— Start RECORDED DATA —
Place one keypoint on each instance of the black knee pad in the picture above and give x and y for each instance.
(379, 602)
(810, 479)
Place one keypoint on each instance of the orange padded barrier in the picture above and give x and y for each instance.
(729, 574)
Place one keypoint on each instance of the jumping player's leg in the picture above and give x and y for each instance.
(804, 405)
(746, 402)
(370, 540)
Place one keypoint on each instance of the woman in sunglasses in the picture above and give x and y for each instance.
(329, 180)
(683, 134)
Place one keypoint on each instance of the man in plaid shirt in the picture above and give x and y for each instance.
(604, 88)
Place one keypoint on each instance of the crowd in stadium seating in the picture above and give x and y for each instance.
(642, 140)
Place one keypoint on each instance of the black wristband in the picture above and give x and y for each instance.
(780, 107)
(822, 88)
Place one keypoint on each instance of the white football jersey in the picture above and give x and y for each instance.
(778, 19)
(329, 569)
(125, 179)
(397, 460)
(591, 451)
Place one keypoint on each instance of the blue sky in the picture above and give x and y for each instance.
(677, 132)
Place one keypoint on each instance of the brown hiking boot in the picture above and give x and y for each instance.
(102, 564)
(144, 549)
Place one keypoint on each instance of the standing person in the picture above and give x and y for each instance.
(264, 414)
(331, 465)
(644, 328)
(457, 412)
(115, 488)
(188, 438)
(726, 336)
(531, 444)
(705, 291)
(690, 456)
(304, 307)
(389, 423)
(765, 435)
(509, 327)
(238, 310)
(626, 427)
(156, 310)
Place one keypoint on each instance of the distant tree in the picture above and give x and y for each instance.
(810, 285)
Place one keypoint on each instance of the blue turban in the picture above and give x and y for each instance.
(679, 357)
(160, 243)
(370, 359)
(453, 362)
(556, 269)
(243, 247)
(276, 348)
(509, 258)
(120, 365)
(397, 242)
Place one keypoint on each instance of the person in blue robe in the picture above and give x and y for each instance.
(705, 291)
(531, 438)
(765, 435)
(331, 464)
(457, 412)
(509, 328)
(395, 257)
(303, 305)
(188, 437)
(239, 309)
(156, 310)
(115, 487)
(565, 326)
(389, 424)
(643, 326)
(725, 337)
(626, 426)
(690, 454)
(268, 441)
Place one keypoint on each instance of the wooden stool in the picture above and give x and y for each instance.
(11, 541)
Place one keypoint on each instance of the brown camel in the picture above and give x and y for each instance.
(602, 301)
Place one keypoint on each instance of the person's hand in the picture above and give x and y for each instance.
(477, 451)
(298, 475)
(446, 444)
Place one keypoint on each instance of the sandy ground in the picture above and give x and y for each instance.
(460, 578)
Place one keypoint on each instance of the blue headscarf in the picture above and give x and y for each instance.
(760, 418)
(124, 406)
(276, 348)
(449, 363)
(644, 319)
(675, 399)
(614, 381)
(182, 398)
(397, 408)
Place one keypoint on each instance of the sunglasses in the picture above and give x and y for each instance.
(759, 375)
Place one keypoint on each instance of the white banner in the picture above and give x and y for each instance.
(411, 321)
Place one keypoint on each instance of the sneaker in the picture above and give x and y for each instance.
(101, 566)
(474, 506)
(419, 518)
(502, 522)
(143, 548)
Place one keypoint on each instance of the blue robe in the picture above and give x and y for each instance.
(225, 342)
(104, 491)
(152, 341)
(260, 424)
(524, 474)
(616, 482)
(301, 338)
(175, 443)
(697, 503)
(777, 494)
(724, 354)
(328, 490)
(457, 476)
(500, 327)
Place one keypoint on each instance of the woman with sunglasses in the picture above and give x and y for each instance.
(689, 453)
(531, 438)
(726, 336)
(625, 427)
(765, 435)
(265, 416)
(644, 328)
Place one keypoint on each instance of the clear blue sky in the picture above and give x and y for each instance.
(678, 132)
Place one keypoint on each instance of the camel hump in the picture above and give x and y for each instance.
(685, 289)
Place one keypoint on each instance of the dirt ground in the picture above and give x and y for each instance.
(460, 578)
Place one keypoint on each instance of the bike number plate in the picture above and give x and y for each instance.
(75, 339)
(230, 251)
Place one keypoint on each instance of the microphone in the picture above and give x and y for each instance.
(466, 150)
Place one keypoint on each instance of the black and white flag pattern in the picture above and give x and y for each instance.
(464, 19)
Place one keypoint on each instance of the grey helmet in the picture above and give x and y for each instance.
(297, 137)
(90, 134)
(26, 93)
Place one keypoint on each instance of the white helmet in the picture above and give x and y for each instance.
— End RECORDED DATA —
Please switch "grey" to "gray" throughout everything from the line containing "Place one keypoint on each instance of the bike" down to the end of the records, and give back only those lines with nothing else changed.

Place one keypoint on each instance of the bike number plate in the picture above and give x and y for each instance.
(75, 339)
(230, 251)
Place one keypoint on each instance of the microphone in the picture above and give x and y for each instance.
(466, 150)
Place one keypoint on each instance of the black and white flag pattern in the picture above and give x and y for each instance.
(464, 19)
Place one keypoint on each instance of the gray helmet in the picture above and give x and y for each instance.
(297, 137)
(90, 134)
(26, 93)
Place one keypoint on each instance of the white helmet in the picture above and give x and y for each instance.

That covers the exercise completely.